WHAT THE TASK REQUIRES: Please keep to the lines below from the one with "Pick out the foliage" through the one with "Pick out the dirt", and restate them word for word, ends included.

Data items:
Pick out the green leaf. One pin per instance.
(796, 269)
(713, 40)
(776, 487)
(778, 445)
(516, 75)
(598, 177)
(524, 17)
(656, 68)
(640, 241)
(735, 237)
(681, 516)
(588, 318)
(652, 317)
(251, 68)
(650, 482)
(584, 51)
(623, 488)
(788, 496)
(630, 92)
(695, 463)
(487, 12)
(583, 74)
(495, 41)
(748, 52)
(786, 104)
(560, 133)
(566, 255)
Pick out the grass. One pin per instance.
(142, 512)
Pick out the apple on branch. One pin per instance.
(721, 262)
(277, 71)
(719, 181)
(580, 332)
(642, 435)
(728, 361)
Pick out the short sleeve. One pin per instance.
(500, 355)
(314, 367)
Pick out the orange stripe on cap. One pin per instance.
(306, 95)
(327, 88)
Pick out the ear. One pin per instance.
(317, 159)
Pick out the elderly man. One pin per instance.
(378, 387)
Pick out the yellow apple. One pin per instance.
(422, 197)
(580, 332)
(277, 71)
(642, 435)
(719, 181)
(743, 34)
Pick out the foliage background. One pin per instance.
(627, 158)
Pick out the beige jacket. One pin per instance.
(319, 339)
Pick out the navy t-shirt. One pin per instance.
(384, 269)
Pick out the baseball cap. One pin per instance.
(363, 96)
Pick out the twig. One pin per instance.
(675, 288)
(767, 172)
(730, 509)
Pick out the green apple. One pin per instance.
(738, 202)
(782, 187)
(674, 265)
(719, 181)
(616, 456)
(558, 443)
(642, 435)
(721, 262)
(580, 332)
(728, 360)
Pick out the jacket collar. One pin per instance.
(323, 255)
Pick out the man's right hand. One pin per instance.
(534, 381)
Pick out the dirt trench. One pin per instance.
* * *
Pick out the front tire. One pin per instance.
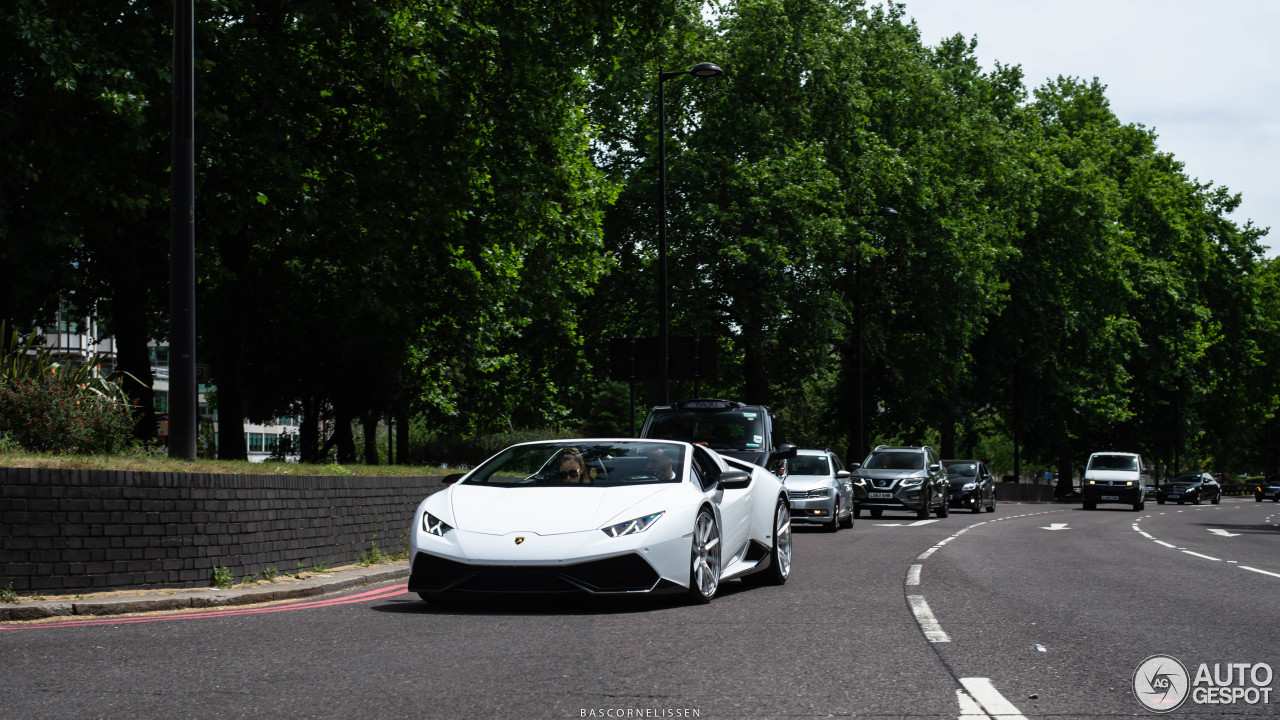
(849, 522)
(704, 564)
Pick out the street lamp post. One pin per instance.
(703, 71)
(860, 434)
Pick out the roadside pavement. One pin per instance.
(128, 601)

TASK RESPONSE:
Pick out the foliage background. One pin per instance.
(627, 158)
Pick out the beige jacket. One pin per instance.
(319, 339)
Pick out the navy t-shirt. One pin per instance.
(384, 269)
Pick out the baseball cap. One pin per instance.
(363, 96)
Pick out the twig. One pin per instance.
(675, 288)
(767, 172)
(730, 509)
Pick out the green apple. One pin per instance.
(738, 202)
(782, 187)
(674, 265)
(719, 181)
(616, 456)
(558, 443)
(642, 435)
(721, 262)
(580, 332)
(728, 360)
Pick out the jacket collar. One pin per instance.
(323, 255)
Pick out the man's right hand. One pin per instance.
(534, 381)
Pick out the dirt trench. One pin per instance.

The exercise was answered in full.